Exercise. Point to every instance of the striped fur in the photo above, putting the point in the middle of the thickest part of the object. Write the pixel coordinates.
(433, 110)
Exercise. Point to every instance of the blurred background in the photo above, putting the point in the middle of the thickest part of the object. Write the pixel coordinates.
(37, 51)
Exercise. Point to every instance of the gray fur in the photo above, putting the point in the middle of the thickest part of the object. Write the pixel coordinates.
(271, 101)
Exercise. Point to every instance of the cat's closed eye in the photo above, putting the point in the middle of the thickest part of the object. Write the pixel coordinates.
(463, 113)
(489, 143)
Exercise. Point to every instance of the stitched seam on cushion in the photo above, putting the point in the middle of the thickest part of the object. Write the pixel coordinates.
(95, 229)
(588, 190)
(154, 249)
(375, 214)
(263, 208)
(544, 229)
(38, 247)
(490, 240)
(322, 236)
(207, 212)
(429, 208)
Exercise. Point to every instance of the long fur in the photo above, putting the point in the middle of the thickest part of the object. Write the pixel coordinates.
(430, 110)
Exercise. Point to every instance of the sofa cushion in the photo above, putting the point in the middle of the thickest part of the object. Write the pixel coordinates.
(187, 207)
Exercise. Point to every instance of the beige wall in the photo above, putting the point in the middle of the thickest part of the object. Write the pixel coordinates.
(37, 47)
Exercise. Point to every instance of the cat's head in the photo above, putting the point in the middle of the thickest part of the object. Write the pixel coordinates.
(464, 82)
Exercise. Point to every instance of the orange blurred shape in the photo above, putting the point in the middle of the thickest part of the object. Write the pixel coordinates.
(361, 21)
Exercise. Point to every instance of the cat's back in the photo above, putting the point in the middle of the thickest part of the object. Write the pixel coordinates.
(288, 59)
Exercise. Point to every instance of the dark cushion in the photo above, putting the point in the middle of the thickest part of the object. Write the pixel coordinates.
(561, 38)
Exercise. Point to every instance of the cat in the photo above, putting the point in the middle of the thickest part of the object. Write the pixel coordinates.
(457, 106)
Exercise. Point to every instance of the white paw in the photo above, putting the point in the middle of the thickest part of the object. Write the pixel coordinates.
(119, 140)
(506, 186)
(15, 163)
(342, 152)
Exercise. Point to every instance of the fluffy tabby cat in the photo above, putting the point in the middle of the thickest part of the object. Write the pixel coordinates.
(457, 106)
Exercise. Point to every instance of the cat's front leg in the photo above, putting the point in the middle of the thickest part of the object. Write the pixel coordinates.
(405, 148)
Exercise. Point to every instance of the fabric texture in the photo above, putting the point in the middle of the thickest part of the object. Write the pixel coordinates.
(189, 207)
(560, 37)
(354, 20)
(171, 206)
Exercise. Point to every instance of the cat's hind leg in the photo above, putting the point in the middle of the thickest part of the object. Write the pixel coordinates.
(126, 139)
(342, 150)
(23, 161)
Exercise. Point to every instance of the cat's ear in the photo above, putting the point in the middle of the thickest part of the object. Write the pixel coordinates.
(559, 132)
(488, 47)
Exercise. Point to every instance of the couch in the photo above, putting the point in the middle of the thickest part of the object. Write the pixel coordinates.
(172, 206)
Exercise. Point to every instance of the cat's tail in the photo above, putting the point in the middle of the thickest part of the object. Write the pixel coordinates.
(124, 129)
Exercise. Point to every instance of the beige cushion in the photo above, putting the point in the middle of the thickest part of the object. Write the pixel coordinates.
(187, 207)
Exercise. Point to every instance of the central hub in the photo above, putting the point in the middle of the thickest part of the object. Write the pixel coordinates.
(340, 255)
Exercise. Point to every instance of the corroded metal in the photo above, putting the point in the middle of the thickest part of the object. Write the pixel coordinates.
-- -- --
CHALLENGE - Give all the rows above again, renaming "Exercise" to "Task" wherever it occurs and leaving every other word unchanged.

TASK OUTPUT -
Task. Point to every instance of the striped fur in the photo above, putting the point in the middle of the thickest part of the object. Write the pixel coordinates.
(433, 110)
Task. Point to every instance of the blurred background in the photo above, putting the point in the middle of the thickest part of the object. Write the pixel coordinates.
(37, 51)
Task. Point to every instance of the gray fur in the photo above, putting the point in the middle of the thickest part of the object. Write the pixel coordinates.
(271, 101)
Task. Point to every instance of the cat's closed eye in the photo above, putting the point in the middle of the thickest part of the object. Write the pixel coordinates.
(463, 113)
(489, 143)
Task. Point to every instance of the stitched seam on cushion in the photo above, putting the point in the middle of the thickest part of the object. Write the pixel coordinates.
(95, 229)
(588, 190)
(154, 249)
(375, 214)
(263, 208)
(544, 229)
(38, 247)
(490, 240)
(322, 236)
(207, 212)
(429, 208)
Task. Point to every instance of the long fur in the photo above, putting the point in the middle of the thickest part of the object. Write the pixel coordinates.
(430, 110)
Task. Point to every instance of the sofa cushion in the photo above, putting the point in the middle of the thickest part of the object. Write the pixel coordinates.
(187, 207)
Task. Point to every instance of the beige wall in the photo above, putting the point in the middle of the thickest part of the object. Write the pixel coordinates.
(37, 47)
Task. Point to every instance of the cat's head in the photo above, putting the point in the middle of the thickest part of the object. Write the pixel coordinates.
(464, 82)
Task. Point to every instance of the orange blurred shape in the photo above, putting the point in the middle of the thickest part of the object. Write the pixel coordinates.
(361, 21)
Task. Point to every instance of the cat's back in the photo above, putting the point in the middle of the thickest part of the object. Write the pixel coordinates.
(288, 59)
Task. Point to every instance of the dark cushion in the photo above, putting the point in the middle of the thickest part of the object. Write the pixel coordinates.
(561, 38)
Task. Point to every instance of the cat in the photo above, putting the point in the middle of the thickest part of the object. Write the pixel coordinates.
(457, 106)
Task. Point to every instance of the white paw in the photo above, putting the point in the middle of the thickest part of the object. Write the pixel coordinates.
(119, 140)
(506, 186)
(15, 163)
(342, 152)
Task. Point to every instance of the fluffy tabby cat in the photo above, putting the point in the middle of the thickest part of the object. Write the pixel coordinates.
(457, 106)
Task. Point to every instance of the cat's front leg in the photo above, putting the point in the middle of the thickest part of the object. Write the pixel coordinates.
(405, 148)
Task. Point to every instance of the fabric texture in the photo above, putting the point in the middle of the thickest part of the object. Write the pixel coordinates.
(189, 207)
(560, 37)
(354, 20)
(171, 206)
Task. Point to every instance of the cat's hind leg in the photo above, putting the point in the middle of the thickest part of the object. Write the pixel coordinates.
(126, 139)
(342, 150)
(23, 161)
Task. Point to every instance of the cat's ear in the photo above, putting the point in the middle of the thickest part of the object. Write the pixel coordinates.
(559, 132)
(488, 47)
Task. Point to every instance of the couch in the photo above, putting the point in the middle of the thickest part of the object. Write the pixel coordinates.
(172, 206)
Task. Point to every instance of the cat's tail in the photo above, putting the point in the middle of the thickest part of the object. Write the pixel coordinates.
(124, 129)
Task. Point to every instance of the beige cushion in the photo above, putting the point in the middle of the thickest part of the object. Write the pixel coordinates.
(187, 207)
Task. Point to every instance of the central hub in the photo above, putting the point in the middle of the thickest part of the object. Write the pixel coordinates.
(340, 255)
Task. Point to every instance of the corroded metal in the photo above, putting the point in the middle of the thickest part of the object. Write the pixel coordinates.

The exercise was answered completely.